**SELECTED EXCERPT**
——————————————— Archive, November 2015 ———————————————
Wiki Labels for jawiki
I read your message on jawiki.
I'm very interested in the Wiki Labels project and I'd like to help introducing Wiki Labels into Japanese Wikipedia. (A while ago I made a similar proposal on 2015 Community Wishlist Survey#Suggesting AbuseFilter by machine learning.)
I have done below 3 works today.
But below 2 are not done.
- Listing up of trusted usergroups: Where should I report this? Below groups is considers as trusted in jawiki
- Reviewing the auto-generated bad-words list: How can I report the review result? It seems that the auto-generated list is completely useless because they are only 1 character(Kanji)). It's hard to avoid such problem because they say that Japanese is a difficult language for computers to separate words...
Could you help me to introduce Wiki Labels into jawiki?
Sorry if this page is not suited for this message.
よろしくお願いします。（Thanks.)--aokomoriuta (talk) 19:43, 11 November 2015 (UTC)
- Hello / こんにちは
- So I processed the information and work you have done for us thus far. I am happy to report that we are very close to starting the wiki labels campaign on Ja Wikipedia as a consequence. :)
- So you already posted badwords and informal words on the correct location. You are welcome to add more and even add regexes.
- In the English language we delimiter words by spaces which isn't a good strategy for Japanese as far as I can tell. For Japanese our strategy is to treat each character as a word. If you have a different suggestion we will do our best to try to implement it. Indeed with my very limited understanding of Japanese I am aware it is more customary to have pairs or triples of Kanji. The generated list are kanji that statistically appear on reverted edits but not on regular edits. For this we use a TF-IDF approach. Some English curse words are made out of two or more words. "God Damn", "Fuck You" "Fuck Off" etc would be three examples. Words "God", "You" and "Off" would not normally be considered curse words as such our statistical approach would not treat them as such where as we would treat "Damn" and "Fuck" as curse words. Likewise we are trying to identify the Kanji that appear commonly in Japanese curse words even if they are not exclusively used in curses.

**PROVIDED INFORMATION**

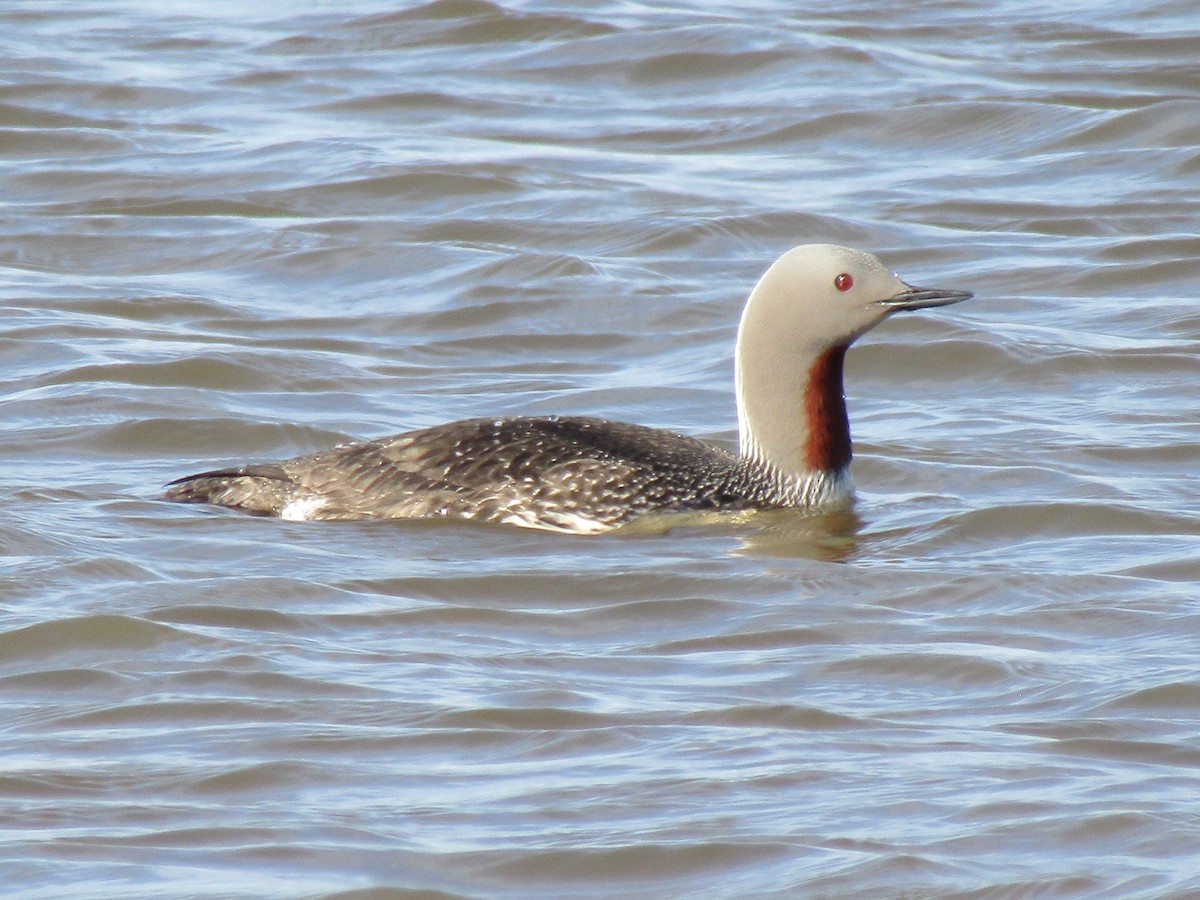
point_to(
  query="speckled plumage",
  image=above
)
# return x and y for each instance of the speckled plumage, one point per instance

...

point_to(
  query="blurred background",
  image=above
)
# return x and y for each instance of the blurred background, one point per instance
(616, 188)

---

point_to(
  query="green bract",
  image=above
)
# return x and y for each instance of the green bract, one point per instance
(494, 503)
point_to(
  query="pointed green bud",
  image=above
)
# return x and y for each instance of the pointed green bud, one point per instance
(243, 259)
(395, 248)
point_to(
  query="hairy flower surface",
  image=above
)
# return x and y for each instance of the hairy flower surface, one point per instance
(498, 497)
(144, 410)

**SET PROBLEM 1**
In the Wiki Labels thread, what approach is used to find the kanji that appear in reverted edits but not in regular ones?
**SET PROBLEM 2**
Please print the Wiki Labels thread between "I have done" and "to separate words...", inclusive.
**SET PROBLEM 3**
Write what comes next in the Wiki Labels thread, starting after its last sentence.

**WRITTEN ANSWER 1**
A TF-IDF approach.

**WRITTEN ANSWER 2**
I have done below 3 works today.
But below 2 are not done.
- Listing up of trusted usergroups: Where should I report this? Below groups is considers as trusted in jawiki
- Reviewing the auto-generated bad-words list: How can I report the review result? It seems that the auto-generated list is completely useless because they are only 1 character(Kanji)). It's hard to avoid such problem because they say that Japanese is a difficult language for computers to separate words...

**WRITTEN ANSWER 3**
- There also are words that are reverted in articles but not on talk pages. In English this would include words like "hello" or "hahaha". Which Kanji would be informal like this?
- The idea here is to let the machine learning algorithm decide what to do with these words. Our approach relies on more features than just these word lists.
- -- とある白い猫 chi? 11:45, 14 November 2015 (UTC)
- Hi, I also came from the thread on jawiki. Re word delimiter: Can character-based N-gram tokenization be used for CJK languages, at least as a starting point? There is an open source implementation in Java: NGramTokenizer of Lucene. This approach won't need a word-segmented corpus to learn from and it should be simple enough to re-implement in Python, if necessary.
- A caveat is that the "generated list" would be less easy to read than that generated with more intelligent and complex approaches. Still, character N-grams should be more informative than one-character tokens which are currently shown on Meta—many of the character 2-grams, 3-grams and 4-grams of Japanese coincide with words and morphemes, while few characters stand as a word itself (and thus it can be hard for people to say whether a character is "bad" or not). I believe the same can be said to Korean and Chinese to some extent,
- Perhaps this particular issue on tokenization should go to phab:T111179? whym (talk) 12:31, 14 November 2015 (UTC)